**What is needed**.
Your answer should hold only the lines from the one containing "the white exterior" through the last line below, copied exactly; pictures stay out.

**Stored data entries**.
------------------------------
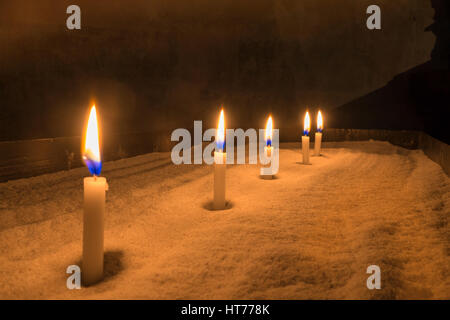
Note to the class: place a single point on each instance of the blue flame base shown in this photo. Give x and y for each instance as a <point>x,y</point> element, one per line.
<point>95,167</point>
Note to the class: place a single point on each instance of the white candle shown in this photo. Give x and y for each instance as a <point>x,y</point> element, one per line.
<point>305,139</point>
<point>317,143</point>
<point>93,226</point>
<point>94,206</point>
<point>220,163</point>
<point>318,138</point>
<point>305,149</point>
<point>268,149</point>
<point>220,159</point>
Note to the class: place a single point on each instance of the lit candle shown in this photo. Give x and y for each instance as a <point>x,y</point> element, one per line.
<point>220,159</point>
<point>94,205</point>
<point>268,149</point>
<point>318,139</point>
<point>305,139</point>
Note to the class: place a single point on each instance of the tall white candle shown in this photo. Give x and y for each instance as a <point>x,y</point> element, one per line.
<point>305,149</point>
<point>220,159</point>
<point>94,206</point>
<point>318,138</point>
<point>268,149</point>
<point>317,143</point>
<point>305,139</point>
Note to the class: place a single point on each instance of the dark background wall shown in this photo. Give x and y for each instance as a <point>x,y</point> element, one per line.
<point>158,65</point>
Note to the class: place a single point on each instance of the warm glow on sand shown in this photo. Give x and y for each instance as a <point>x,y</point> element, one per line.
<point>306,124</point>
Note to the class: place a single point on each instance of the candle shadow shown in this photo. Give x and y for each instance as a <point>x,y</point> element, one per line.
<point>209,206</point>
<point>303,164</point>
<point>112,266</point>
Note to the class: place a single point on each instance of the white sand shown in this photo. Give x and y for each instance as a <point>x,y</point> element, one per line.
<point>311,233</point>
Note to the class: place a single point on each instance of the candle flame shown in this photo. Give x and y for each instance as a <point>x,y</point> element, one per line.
<point>306,124</point>
<point>268,132</point>
<point>319,122</point>
<point>220,139</point>
<point>91,150</point>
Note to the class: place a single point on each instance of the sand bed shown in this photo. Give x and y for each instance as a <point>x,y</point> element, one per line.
<point>311,233</point>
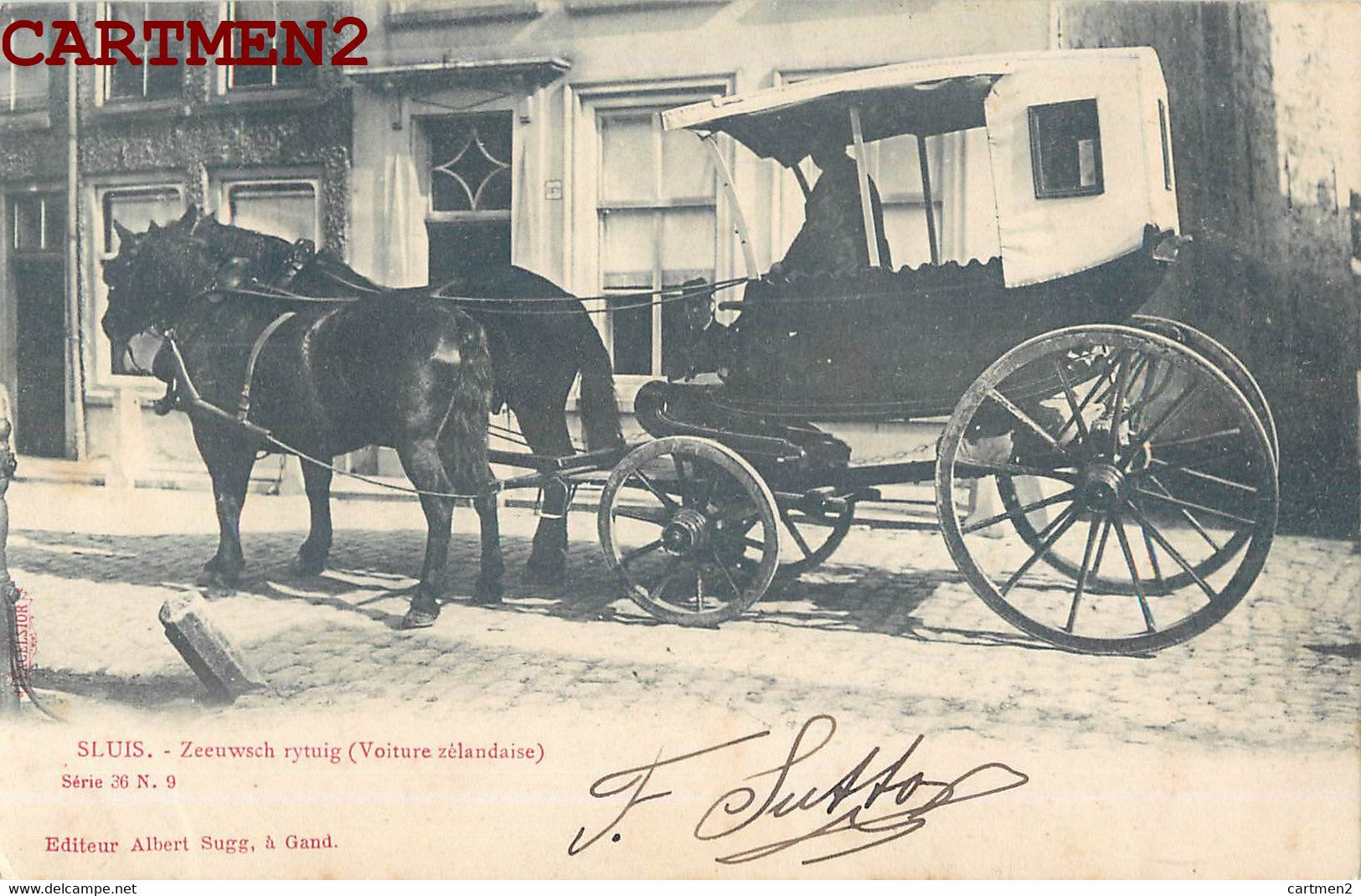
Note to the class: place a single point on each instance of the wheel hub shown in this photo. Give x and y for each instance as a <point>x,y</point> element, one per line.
<point>685,533</point>
<point>1103,487</point>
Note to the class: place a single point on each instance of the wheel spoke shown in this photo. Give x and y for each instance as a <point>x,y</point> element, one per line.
<point>1153,560</point>
<point>1188,506</point>
<point>1206,476</point>
<point>1193,440</point>
<point>1051,534</point>
<point>991,467</point>
<point>1178,406</point>
<point>642,513</point>
<point>1082,574</point>
<point>1073,404</point>
<point>638,552</point>
<point>1018,512</point>
<point>1096,561</point>
<point>723,568</point>
<point>683,482</point>
<point>666,498</point>
<point>794,530</point>
<point>1025,419</point>
<point>668,575</point>
<point>1172,552</point>
<point>1121,384</point>
<point>1103,378</point>
<point>1134,575</point>
<point>1188,517</point>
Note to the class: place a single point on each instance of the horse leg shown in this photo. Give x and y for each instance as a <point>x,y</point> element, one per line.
<point>230,470</point>
<point>312,554</point>
<point>425,469</point>
<point>546,430</point>
<point>489,589</point>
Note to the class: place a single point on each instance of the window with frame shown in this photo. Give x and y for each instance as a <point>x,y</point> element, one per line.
<point>470,187</point>
<point>135,209</point>
<point>1066,149</point>
<point>281,74</point>
<point>22,87</point>
<point>285,209</point>
<point>37,224</point>
<point>657,210</point>
<point>146,80</point>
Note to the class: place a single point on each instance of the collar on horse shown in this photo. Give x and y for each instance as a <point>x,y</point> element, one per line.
<point>230,278</point>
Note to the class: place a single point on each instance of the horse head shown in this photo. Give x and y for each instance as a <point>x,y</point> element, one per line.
<point>152,280</point>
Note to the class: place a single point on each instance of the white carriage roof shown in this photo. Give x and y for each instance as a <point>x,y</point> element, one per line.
<point>925,97</point>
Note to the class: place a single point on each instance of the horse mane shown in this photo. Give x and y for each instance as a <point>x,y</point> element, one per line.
<point>270,254</point>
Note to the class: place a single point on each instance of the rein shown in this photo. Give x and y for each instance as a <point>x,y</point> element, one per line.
<point>498,306</point>
<point>195,400</point>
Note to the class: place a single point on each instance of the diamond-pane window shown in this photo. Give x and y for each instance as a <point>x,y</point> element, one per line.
<point>470,162</point>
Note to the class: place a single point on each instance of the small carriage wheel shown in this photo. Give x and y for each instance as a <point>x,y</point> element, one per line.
<point>690,528</point>
<point>1239,375</point>
<point>812,538</point>
<point>1154,470</point>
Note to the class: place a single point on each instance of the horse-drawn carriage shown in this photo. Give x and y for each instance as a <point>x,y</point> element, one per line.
<point>1134,458</point>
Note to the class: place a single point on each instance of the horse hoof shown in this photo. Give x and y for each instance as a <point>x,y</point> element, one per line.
<point>304,567</point>
<point>215,584</point>
<point>418,619</point>
<point>487,594</point>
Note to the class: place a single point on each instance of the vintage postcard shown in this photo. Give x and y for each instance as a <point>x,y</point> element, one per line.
<point>879,439</point>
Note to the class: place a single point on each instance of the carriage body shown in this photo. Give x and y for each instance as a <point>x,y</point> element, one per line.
<point>1078,184</point>
<point>1134,458</point>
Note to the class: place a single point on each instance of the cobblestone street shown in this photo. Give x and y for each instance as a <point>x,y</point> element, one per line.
<point>886,630</point>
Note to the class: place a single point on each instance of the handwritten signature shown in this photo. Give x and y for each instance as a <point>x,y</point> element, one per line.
<point>871,806</point>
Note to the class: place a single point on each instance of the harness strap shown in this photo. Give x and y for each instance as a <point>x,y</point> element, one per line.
<point>304,251</point>
<point>244,404</point>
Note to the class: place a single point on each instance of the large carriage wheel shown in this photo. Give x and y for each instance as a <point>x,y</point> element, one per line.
<point>810,538</point>
<point>1156,476</point>
<point>692,530</point>
<point>1215,353</point>
<point>1239,375</point>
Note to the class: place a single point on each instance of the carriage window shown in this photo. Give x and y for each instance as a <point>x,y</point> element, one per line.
<point>1066,149</point>
<point>23,87</point>
<point>657,219</point>
<point>278,75</point>
<point>143,82</point>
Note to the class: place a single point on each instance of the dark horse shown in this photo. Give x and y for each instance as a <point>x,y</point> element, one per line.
<point>538,348</point>
<point>410,372</point>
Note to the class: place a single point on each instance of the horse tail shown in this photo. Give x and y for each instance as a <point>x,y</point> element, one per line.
<point>466,428</point>
<point>599,406</point>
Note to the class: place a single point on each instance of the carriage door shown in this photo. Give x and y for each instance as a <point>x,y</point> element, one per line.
<point>37,225</point>
<point>468,219</point>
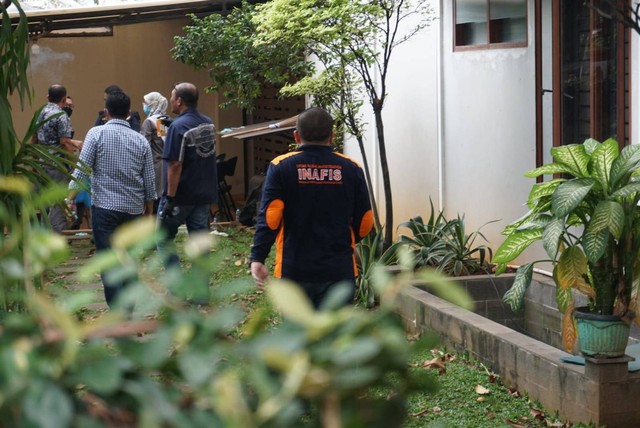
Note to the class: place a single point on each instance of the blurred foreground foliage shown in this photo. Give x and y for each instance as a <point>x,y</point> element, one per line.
<point>189,367</point>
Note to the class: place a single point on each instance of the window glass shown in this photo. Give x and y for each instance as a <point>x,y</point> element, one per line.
<point>471,22</point>
<point>508,21</point>
<point>482,23</point>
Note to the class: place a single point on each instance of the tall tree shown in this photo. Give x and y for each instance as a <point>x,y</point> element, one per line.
<point>350,42</point>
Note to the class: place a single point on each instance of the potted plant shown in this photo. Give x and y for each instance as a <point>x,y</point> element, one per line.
<point>589,225</point>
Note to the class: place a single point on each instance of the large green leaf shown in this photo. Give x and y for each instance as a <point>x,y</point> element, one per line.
<point>571,267</point>
<point>514,297</point>
<point>624,165</point>
<point>607,215</point>
<point>551,237</point>
<point>548,169</point>
<point>574,157</point>
<point>569,194</point>
<point>590,145</point>
<point>601,161</point>
<point>595,243</point>
<point>540,190</point>
<point>515,244</point>
<point>564,298</point>
<point>629,190</point>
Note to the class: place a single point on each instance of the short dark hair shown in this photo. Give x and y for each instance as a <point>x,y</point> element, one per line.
<point>57,93</point>
<point>314,125</point>
<point>112,89</point>
<point>188,92</point>
<point>118,105</point>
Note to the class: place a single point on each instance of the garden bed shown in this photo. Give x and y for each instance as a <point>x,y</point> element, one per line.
<point>524,349</point>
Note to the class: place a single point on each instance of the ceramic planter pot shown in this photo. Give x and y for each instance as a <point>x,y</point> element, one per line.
<point>601,335</point>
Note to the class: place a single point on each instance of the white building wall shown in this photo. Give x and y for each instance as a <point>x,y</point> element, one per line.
<point>410,118</point>
<point>489,130</point>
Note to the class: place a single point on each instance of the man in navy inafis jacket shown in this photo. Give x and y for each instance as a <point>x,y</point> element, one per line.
<point>315,207</point>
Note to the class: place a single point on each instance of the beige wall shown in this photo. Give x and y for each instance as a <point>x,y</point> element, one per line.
<point>137,58</point>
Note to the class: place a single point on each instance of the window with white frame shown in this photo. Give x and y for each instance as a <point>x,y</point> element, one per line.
<point>485,24</point>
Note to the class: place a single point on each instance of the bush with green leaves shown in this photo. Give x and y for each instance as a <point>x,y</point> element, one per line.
<point>444,245</point>
<point>190,369</point>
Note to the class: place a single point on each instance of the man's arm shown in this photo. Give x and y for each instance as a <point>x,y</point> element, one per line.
<point>70,145</point>
<point>174,171</point>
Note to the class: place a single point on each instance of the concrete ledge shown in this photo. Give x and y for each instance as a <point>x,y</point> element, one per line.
<point>527,364</point>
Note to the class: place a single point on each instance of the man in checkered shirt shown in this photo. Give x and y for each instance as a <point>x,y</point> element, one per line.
<point>123,180</point>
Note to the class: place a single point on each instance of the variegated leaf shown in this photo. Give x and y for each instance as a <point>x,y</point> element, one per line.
<point>570,268</point>
<point>590,145</point>
<point>595,243</point>
<point>601,161</point>
<point>551,237</point>
<point>569,194</point>
<point>586,289</point>
<point>548,169</point>
<point>516,244</point>
<point>540,190</point>
<point>514,297</point>
<point>574,157</point>
<point>536,221</point>
<point>500,268</point>
<point>625,164</point>
<point>564,296</point>
<point>569,334</point>
<point>607,215</point>
<point>628,190</point>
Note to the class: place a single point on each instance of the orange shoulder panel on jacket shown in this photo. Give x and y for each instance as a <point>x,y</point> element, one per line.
<point>366,224</point>
<point>274,213</point>
<point>280,158</point>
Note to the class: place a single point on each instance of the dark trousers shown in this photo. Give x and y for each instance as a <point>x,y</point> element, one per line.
<point>104,223</point>
<point>318,291</point>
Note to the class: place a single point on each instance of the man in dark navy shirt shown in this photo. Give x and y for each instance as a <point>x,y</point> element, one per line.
<point>315,207</point>
<point>189,171</point>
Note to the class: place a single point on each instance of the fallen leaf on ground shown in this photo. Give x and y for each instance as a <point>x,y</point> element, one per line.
<point>482,390</point>
<point>421,413</point>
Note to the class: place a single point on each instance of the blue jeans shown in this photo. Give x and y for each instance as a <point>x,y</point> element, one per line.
<point>196,217</point>
<point>318,291</point>
<point>104,223</point>
<point>195,284</point>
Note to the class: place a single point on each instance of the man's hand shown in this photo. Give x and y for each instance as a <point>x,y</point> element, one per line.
<point>170,208</point>
<point>260,274</point>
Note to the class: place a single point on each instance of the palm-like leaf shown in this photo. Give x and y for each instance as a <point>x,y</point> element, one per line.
<point>602,160</point>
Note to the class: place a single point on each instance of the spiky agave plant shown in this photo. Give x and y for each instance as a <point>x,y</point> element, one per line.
<point>589,225</point>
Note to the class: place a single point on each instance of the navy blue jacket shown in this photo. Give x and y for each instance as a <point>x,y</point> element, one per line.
<point>315,207</point>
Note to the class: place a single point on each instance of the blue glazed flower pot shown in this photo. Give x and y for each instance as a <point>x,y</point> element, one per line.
<point>601,335</point>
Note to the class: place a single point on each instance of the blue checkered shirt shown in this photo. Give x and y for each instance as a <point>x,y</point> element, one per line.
<point>122,163</point>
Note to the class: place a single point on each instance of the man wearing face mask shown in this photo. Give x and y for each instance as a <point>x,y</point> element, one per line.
<point>56,132</point>
<point>154,129</point>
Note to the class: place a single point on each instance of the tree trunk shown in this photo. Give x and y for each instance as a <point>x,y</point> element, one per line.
<point>386,180</point>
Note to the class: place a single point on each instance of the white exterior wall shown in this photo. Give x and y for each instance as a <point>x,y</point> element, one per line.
<point>460,129</point>
<point>489,133</point>
<point>410,116</point>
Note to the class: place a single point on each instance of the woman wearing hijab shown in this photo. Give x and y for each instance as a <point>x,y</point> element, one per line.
<point>154,129</point>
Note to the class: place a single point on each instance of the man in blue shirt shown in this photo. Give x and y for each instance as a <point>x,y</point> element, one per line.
<point>56,132</point>
<point>189,171</point>
<point>123,179</point>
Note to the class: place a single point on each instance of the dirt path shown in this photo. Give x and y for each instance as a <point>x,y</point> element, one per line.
<point>63,280</point>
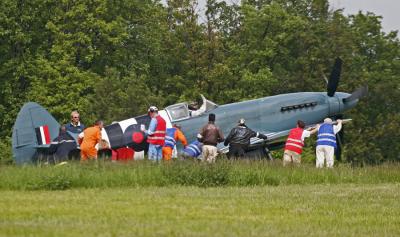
------------------------------
**Task response**.
Note to the class: place a single point on each instance of the white exterior wall shown in this photo. Give x and y for each instance as a <point>x,y</point> element, one per line.
<point>460,129</point>
<point>489,133</point>
<point>410,116</point>
Note to the class: place a single point on each instance of the woman wearing hijab shown in this photo. Give x and y for each instance as a <point>x,y</point> element, one per line.
<point>154,129</point>
Note to the class: place a single point on each instance of the man in blue shirt shown in this photo. Give x and y for each instance as a <point>x,y</point> element, one per line.
<point>56,132</point>
<point>189,171</point>
<point>123,179</point>
Note to the class: place a single point on each instance of the dirt path shown in this photo. Give x and y for each instance as a <point>x,y</point> element, one per line.
<point>63,280</point>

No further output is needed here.